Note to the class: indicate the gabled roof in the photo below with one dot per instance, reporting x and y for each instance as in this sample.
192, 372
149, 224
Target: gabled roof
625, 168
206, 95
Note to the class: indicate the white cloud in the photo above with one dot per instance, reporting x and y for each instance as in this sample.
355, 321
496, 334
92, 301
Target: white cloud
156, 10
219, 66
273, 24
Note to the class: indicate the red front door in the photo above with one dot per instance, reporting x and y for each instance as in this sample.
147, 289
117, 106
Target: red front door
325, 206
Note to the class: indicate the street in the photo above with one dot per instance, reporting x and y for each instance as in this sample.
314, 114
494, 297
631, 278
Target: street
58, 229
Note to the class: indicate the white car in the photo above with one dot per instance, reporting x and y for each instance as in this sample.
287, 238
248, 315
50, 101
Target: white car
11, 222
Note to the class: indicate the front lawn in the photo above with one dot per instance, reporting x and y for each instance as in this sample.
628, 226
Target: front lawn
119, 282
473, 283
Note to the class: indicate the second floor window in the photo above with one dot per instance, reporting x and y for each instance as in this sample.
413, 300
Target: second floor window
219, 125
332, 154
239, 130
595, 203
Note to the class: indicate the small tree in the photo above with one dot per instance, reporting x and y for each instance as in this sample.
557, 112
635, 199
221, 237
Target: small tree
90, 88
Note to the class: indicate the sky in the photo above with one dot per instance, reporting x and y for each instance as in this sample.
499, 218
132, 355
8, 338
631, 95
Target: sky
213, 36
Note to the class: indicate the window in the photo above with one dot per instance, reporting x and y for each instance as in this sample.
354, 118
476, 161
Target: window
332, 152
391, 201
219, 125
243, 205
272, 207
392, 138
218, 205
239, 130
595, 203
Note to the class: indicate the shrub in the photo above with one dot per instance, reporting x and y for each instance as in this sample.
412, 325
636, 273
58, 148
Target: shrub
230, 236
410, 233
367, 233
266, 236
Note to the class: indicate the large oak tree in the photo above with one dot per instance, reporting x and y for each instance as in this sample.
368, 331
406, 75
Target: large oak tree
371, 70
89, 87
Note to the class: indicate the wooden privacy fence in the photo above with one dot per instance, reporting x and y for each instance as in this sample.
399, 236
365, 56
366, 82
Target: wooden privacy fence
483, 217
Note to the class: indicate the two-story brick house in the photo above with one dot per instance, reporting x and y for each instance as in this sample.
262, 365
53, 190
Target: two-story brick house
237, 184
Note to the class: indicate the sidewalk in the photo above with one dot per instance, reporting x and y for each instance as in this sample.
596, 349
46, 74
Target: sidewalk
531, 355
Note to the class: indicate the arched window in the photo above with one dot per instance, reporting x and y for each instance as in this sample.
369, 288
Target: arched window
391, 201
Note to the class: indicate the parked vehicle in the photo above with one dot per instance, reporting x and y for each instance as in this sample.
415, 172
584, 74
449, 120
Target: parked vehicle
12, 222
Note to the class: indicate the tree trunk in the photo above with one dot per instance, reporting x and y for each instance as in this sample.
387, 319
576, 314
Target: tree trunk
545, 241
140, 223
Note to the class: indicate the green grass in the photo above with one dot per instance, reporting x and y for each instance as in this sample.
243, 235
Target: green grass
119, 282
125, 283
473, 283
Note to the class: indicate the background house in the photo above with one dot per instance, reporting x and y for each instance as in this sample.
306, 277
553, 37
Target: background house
□ □ □ □ □ □ □
**Given exercise**
Put each line of the listing above into a Markdown table with the columns Row and Entry, numbering the rows in order and skipping any blank lines.

**Completed exercise**
| Row | Entry |
|---|---|
| 1 | Note to the class: indicate the gabled roof in the photo below with one dot per instance, reporting x and y for each instance as in this sample. |
| 2 | 192, 372 |
| 3 | 149, 224 |
| 4 | Target: gabled roof |
| 5 | 625, 168 |
| 6 | 206, 95 |
| 7 | Note to the class: indicate the white cloud in the photo above with one dot per instance, reporting x and y for each instance as in this sample. |
| 8 | 355, 321 |
| 9 | 496, 334 |
| 10 | 92, 301 |
| 11 | Target: white cloud |
| 12 | 156, 10 |
| 13 | 219, 66 |
| 14 | 273, 24 |
| 15 | Note to the class: indicate the red front door in the photo above with one dot per instance, reporting x and y for each instance as in this sample. |
| 16 | 147, 289 |
| 17 | 117, 106 |
| 18 | Target: red front door |
| 19 | 325, 206 |
| 20 | Note to the class: indicate the street in the photo above with one dot per instance, reporting x and y for each instance as in this sample. |
| 21 | 314, 114 |
| 22 | 494, 297 |
| 23 | 631, 278 |
| 24 | Target: street |
| 25 | 58, 229 |
| 26 | Note to the class: indicate the white car in the photo above with one dot per instance, reporting x and y for each instance as in this sample. |
| 27 | 287, 238 |
| 28 | 248, 315 |
| 29 | 50, 101 |
| 30 | Target: white car |
| 31 | 11, 222 |
| 32 | Note to the class: indicate the front lawn in the photo above with one dot per instance, reporting x and y for each instance as in this sample. |
| 33 | 628, 226 |
| 34 | Target: front lawn |
| 35 | 119, 282 |
| 36 | 473, 283 |
| 37 | Note to the class: indicate the second floor window in the photo above with one dot per instance, reporting x and y for each instance as in this sample. |
| 38 | 413, 300 |
| 39 | Target: second floor window |
| 40 | 219, 125 |
| 41 | 332, 154 |
| 42 | 239, 130 |
| 43 | 595, 203 |
| 44 | Note to the class: indicate the small tree in the photo above with one dot per instance, reporting x and y for each instance as in this sample. |
| 45 | 557, 112 |
| 46 | 635, 199 |
| 47 | 221, 237 |
| 48 | Target: small tree |
| 49 | 90, 88 |
| 50 | Note to the class: indicate the sky in the photo above with one dot per instance, reporting x and y for each instance as in this sample. |
| 51 | 499, 218 |
| 52 | 132, 355 |
| 53 | 8, 338 |
| 54 | 631, 95 |
| 55 | Target: sky |
| 56 | 213, 36 |
| 57 | Note to the class: indicate the window in the photo above with one dot per instance, reporting x and y for each instance as in this sample. |
| 58 | 354, 118 |
| 59 | 476, 161 |
| 60 | Target: window |
| 61 | 332, 152 |
| 62 | 391, 201 |
| 63 | 219, 125 |
| 64 | 243, 205 |
| 65 | 272, 207 |
| 66 | 392, 138 |
| 67 | 218, 205 |
| 68 | 239, 130 |
| 69 | 595, 203 |
| 70 | Note to the class: indicate the shrub in the photo above with one dot per instance, reporting x and y for each instance as in this sample. |
| 71 | 412, 325 |
| 72 | 636, 273 |
| 73 | 58, 148 |
| 74 | Target: shrub |
| 75 | 230, 236 |
| 76 | 410, 233 |
| 77 | 367, 233 |
| 78 | 266, 236 |
| 79 | Note to the class: indicate the large oak tree in the photo above with one dot per instance, reporting x and y for each instance as in this sample. |
| 80 | 368, 331 |
| 81 | 406, 75 |
| 82 | Target: large oak tree |
| 83 | 371, 70 |
| 84 | 89, 87 |
| 85 | Note to the class: indicate the wooden privacy fence in the photo above with one dot per instance, reporting x and y for each instance as in this sample. |
| 86 | 399, 236 |
| 87 | 365, 56 |
| 88 | 366, 82 |
| 89 | Target: wooden privacy fence |
| 90 | 483, 217 |
| 91 | Note to the class: indicate the two-story brick house in the photo above with one dot per instance, reporting x and y for each instance as in this sample. |
| 92 | 262, 365 |
| 93 | 53, 190 |
| 94 | Target: two-story brick house |
| 95 | 237, 184 |
| 96 | Note to the class: indicate the sidewalk in the photo above with one dot per instance, reporting x and y for each instance as in this sample. |
| 97 | 596, 349 |
| 98 | 46, 74 |
| 99 | Target: sidewalk |
| 100 | 531, 355 |
| 101 | Note to the class: indicate the arched window in the photo above with one dot per instance, reporting x and y for each instance as in this sample. |
| 102 | 369, 288 |
| 103 | Target: arched window |
| 104 | 391, 201 |
| 105 | Note to the class: indicate the parked vehicle in the photo above with one dot per instance, reporting x and y for each instance as in this sample. |
| 106 | 415, 172 |
| 107 | 584, 74 |
| 108 | 449, 120 |
| 109 | Target: parked vehicle |
| 110 | 12, 222 |
| 111 | Note to the class: indicate the tree trunk in the photo above with one dot per instance, reporting x and y for each instance as in this sample. |
| 112 | 387, 319 |
| 113 | 576, 314 |
| 114 | Target: tree trunk |
| 115 | 545, 241 |
| 116 | 140, 223 |
| 117 | Note to the class: indicate the green grass in the photo above with one dot per instance, reporting x and y for each instance as in this sample. |
| 118 | 243, 235 |
| 119 | Target: green grass |
| 120 | 119, 282 |
| 121 | 125, 283 |
| 122 | 473, 283 |
| 123 | Note to the class: indicate the background house in the photo above with one dot per instance, reporting x and y for each instance as in this sample. |
| 124 | 306, 277 |
| 125 | 553, 37 |
| 126 | Target: background house |